What you need to do:
Pictures don't belong in the copy; print all the records exactly.

(Records excerpted from a collection)
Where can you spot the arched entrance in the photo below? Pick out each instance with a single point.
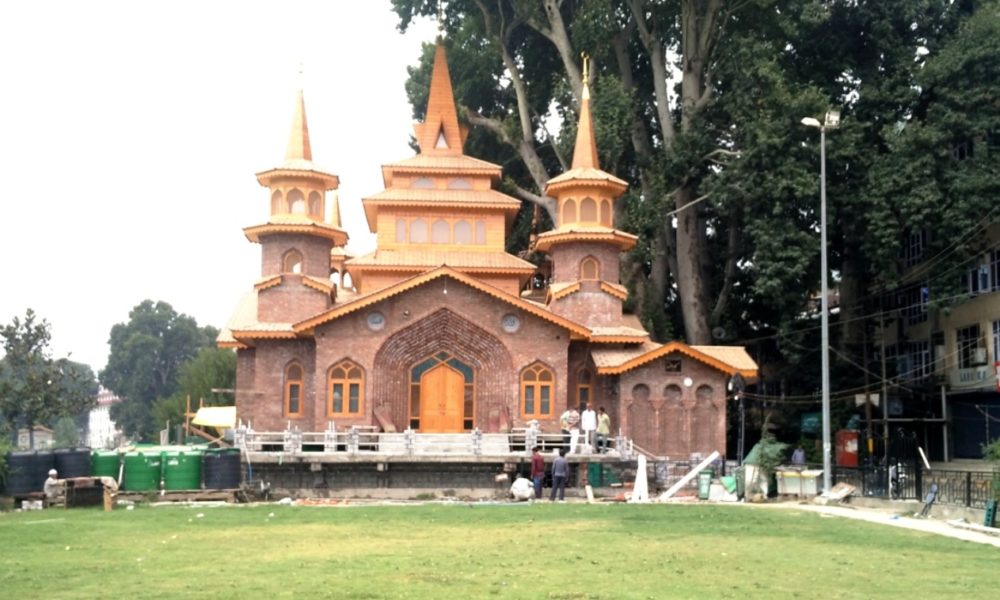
(493, 389)
(442, 395)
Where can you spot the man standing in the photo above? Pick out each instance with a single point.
(537, 471)
(588, 422)
(603, 430)
(560, 472)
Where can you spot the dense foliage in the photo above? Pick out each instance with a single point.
(145, 361)
(36, 389)
(698, 103)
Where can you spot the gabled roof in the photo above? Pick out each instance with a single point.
(308, 325)
(728, 359)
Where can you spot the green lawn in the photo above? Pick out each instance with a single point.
(480, 551)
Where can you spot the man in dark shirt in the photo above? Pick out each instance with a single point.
(537, 471)
(560, 471)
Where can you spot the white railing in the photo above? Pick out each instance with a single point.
(366, 440)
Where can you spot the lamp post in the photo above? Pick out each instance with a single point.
(831, 120)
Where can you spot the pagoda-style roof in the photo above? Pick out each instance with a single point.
(576, 330)
(728, 359)
(298, 224)
(405, 260)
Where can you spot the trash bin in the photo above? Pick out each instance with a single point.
(704, 483)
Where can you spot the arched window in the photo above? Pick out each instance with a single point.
(569, 211)
(418, 231)
(583, 383)
(315, 206)
(345, 394)
(400, 230)
(293, 390)
(296, 202)
(440, 232)
(463, 232)
(537, 383)
(292, 262)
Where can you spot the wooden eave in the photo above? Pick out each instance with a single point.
(337, 236)
(625, 241)
(638, 361)
(308, 325)
(613, 290)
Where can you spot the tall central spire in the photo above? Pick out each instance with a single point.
(298, 139)
(440, 132)
(585, 152)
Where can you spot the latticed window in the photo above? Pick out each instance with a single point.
(293, 390)
(537, 384)
(346, 390)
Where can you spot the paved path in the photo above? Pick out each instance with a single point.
(887, 517)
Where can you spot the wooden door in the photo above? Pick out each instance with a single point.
(442, 400)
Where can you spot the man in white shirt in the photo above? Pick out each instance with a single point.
(588, 422)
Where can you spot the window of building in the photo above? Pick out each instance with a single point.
(995, 270)
(293, 390)
(537, 383)
(569, 211)
(292, 262)
(913, 249)
(966, 343)
(296, 202)
(315, 209)
(345, 395)
(463, 232)
(440, 232)
(418, 231)
(583, 388)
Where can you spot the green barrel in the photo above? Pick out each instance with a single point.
(182, 470)
(142, 472)
(104, 463)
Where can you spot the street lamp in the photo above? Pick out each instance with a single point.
(831, 120)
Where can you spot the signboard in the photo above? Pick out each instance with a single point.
(812, 422)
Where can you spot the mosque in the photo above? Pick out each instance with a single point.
(440, 329)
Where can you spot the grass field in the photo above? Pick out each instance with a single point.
(566, 551)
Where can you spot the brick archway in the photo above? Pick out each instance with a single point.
(446, 331)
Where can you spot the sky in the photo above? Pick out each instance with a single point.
(130, 133)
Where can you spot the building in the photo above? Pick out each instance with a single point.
(444, 331)
(101, 429)
(947, 362)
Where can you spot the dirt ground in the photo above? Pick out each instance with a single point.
(888, 517)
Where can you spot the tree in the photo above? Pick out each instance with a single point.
(211, 369)
(34, 389)
(144, 361)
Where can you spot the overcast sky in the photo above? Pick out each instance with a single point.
(130, 133)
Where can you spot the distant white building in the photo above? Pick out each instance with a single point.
(101, 430)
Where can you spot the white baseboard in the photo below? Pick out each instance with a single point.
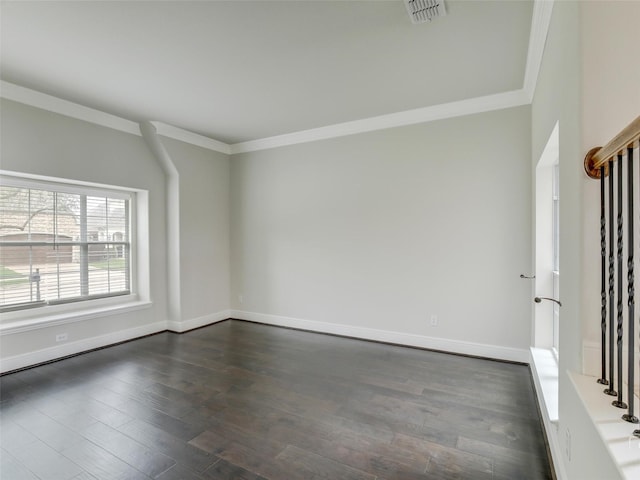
(186, 325)
(388, 336)
(59, 351)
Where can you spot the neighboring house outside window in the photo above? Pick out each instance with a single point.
(63, 242)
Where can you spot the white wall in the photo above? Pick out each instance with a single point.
(44, 143)
(573, 88)
(38, 142)
(381, 230)
(204, 231)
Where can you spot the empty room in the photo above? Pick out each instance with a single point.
(316, 239)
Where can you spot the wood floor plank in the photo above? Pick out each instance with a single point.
(125, 448)
(314, 466)
(160, 441)
(249, 401)
(11, 468)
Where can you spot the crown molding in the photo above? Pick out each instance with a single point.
(189, 137)
(53, 104)
(409, 117)
(540, 21)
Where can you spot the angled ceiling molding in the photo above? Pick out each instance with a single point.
(53, 104)
(540, 21)
(189, 137)
(409, 117)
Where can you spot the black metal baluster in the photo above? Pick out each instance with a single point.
(610, 390)
(629, 416)
(619, 403)
(603, 281)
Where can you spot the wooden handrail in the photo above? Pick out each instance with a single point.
(599, 156)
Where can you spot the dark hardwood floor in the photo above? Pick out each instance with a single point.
(239, 400)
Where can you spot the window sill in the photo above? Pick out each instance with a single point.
(52, 316)
(545, 373)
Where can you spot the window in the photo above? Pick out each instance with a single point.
(62, 242)
(556, 254)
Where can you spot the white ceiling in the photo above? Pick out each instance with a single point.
(244, 70)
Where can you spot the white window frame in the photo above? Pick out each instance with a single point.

Result of this exercise:
Where can you spot the arched entrance in the photo below? Pick out each instance with a single point.
(493, 389)
(442, 395)
Where can you spot the man standing in the photo above? Pick out each instance with a single point.
(537, 471)
(588, 422)
(603, 430)
(560, 472)
Where can you spot the dense foliage in the photo above? Pick out each instance with a single point.
(145, 361)
(36, 389)
(698, 103)
Where can you spot the gabled roof in the photo above? Pick out each instance with a single point.
(308, 325)
(728, 359)
Where can you spot the green lawn in the photo above? Pick out each instance with a single point.
(480, 551)
Where can you spot the man in dark shirt in the photo above? Pick out each instance with a single point.
(537, 471)
(560, 471)
Where can you spot the white railing in the photo above? Pick out each instance with a single point.
(366, 440)
Where can you spot the lamp post in the photo above? Pick out each instance with a single point.
(831, 120)
Where can you spot the pagoda-style roof in the photo above? Pick out each instance with a single point.
(576, 330)
(728, 359)
(298, 224)
(405, 260)
Where can you spot the trash bin in the photo above? Pick out each instance with a single point.
(704, 483)
Where can you spot the arched window in the photo above? Pick out each instance with a single point.
(569, 211)
(418, 231)
(583, 383)
(315, 206)
(345, 394)
(400, 230)
(293, 390)
(296, 202)
(440, 232)
(463, 232)
(537, 383)
(292, 262)
Where can you spot the wooden eave in the photo above? Pick out each instance with a single point.
(337, 236)
(625, 241)
(638, 361)
(308, 325)
(613, 290)
Where can you spot the tall central spire in the photo above? Pick out each instance with a single point.
(298, 139)
(440, 132)
(585, 152)
Where can you spot the latticed window in the photo above? Pick out each instance with a single point.
(293, 390)
(537, 384)
(346, 390)
Where can you spot the paved path in the photo above? Pick out each instance with a single point.
(887, 517)
Where can you spot the wooden door in the photo above? Pick out each instance with a single point.
(442, 400)
Where can you spot the man in white shirt in the photo above? Pick out each instance with a single point.
(588, 422)
Where can you spot the window of building in the photo above? Pick out each instance with a single point.
(995, 270)
(293, 390)
(537, 383)
(569, 211)
(292, 262)
(913, 249)
(966, 343)
(296, 202)
(315, 209)
(345, 395)
(463, 232)
(440, 232)
(418, 231)
(583, 388)
Where can you spot the green barrel in the photo above? Pick out each instance with a single point.
(182, 470)
(142, 472)
(104, 463)
Where can you spot the street lamp in the photo above? Pick out each instance with a single point.
(831, 120)
Where can you spot the signboard in the photo above? Pick out each instance with a single point.
(812, 422)
Where can you spot the mosque in the photo above? Pick out each instance with a single point.
(440, 329)
Where can you spot the grass field in the photo above? Pick out each instance with a single point.
(566, 551)
Where can you spot the brick archway in the photo above? Pick out each instance with a single point.
(446, 331)
Where can you spot the sky in the photo above? Pick out each instance with a single point.
(130, 133)
Where can you spot the building in the photo above? Pick out each instance with a single point.
(444, 331)
(101, 429)
(947, 362)
Where can you spot the dirt ground in the photo above? Pick out each instance with a single point.
(888, 517)
Where can you spot the tree in the photo above? Pick out each instance with a single point.
(211, 369)
(34, 389)
(144, 361)
Where can you spot the overcast sky in the photo above? Pick out each instance with a single point.
(130, 133)
Where can you spot the distant white building in the photo above? Pick out each instance with a single point.
(101, 430)
Where can you spot the white baseboard in the photo below? Pick out each instance with a single point.
(186, 325)
(388, 336)
(59, 351)
Where can you spot the neighboring house outside window in the photo above? Pick out each instance with a single point.
(63, 242)
Where can you spot the white wall in the photo above? Pick out each instance with a single point.
(44, 143)
(573, 88)
(38, 142)
(381, 230)
(204, 231)
Where can you spot the empty room in the photo above? Pick out each instance with a single point.
(316, 239)
Where can you spot the wood floor plank in the photo above? Pick out each instance with a single point.
(125, 448)
(314, 466)
(160, 441)
(249, 401)
(11, 468)
Where can you spot the crown molding in the photo above? Pick out each instance with a single point.
(189, 137)
(53, 104)
(409, 117)
(540, 21)
Where can you spot the angled ceiling molding in the photo above? Pick out each instance with a single point.
(53, 104)
(540, 21)
(189, 137)
(409, 117)
Where can you spot the black metal baluster in the photo above? Pick out each instance with a single point.
(610, 390)
(629, 416)
(619, 403)
(603, 281)
Where can you spot the wooden handrail in the photo above? Pick out each instance with a single point.
(599, 156)
Where can you spot the dark hardwood floor in the photo above? Pick out each instance with a single point.
(239, 400)
Where can you spot the window sill in the photo above? Pick out each instance with a single point.
(52, 316)
(545, 373)
Where can you spot the window in the photo above? Pick out each instance with a single point.
(62, 242)
(556, 254)
Where can you spot the white ceiling in the photo above? Pick out each instance with a single point.
(244, 70)
Where can you spot the white window frame in the photo above? Pick out each instance with a single point.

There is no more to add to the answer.